→ GIVEN ENTRIES:

BEGIN

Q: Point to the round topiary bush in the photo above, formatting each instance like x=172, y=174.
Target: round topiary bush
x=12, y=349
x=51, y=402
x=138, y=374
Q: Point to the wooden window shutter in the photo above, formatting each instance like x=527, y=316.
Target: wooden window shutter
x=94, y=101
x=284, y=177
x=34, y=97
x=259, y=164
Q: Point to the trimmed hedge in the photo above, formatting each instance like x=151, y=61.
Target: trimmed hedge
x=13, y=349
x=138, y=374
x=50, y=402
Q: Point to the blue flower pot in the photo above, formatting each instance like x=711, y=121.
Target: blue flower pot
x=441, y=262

END
BEGIN

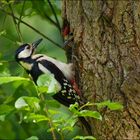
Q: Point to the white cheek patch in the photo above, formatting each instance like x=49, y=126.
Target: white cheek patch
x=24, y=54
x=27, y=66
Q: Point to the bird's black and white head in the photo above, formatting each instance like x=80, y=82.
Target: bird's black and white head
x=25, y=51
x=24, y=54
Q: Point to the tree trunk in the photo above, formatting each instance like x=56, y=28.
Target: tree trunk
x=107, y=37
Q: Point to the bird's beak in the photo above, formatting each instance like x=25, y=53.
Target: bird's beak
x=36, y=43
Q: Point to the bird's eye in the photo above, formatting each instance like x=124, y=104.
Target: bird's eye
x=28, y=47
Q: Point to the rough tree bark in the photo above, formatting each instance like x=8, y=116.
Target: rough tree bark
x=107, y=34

END
BEGIN

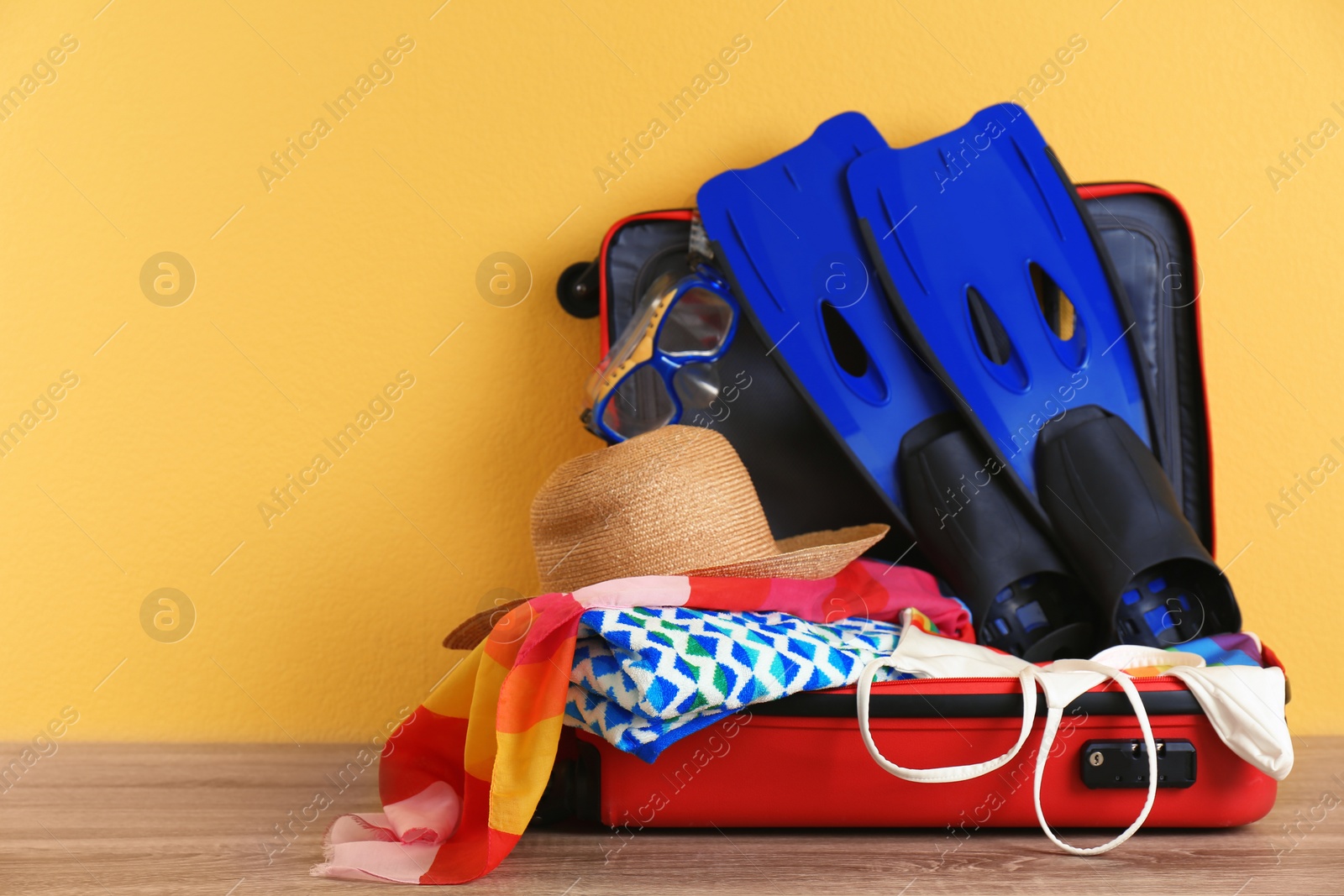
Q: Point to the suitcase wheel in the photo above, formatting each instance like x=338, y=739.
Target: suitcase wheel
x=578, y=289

END

→ TASK INSTRUCTIONS:
Give the number of lines in the data that contain the string "instance" and nothing more.

→ EXERCISE OUTPUT:
11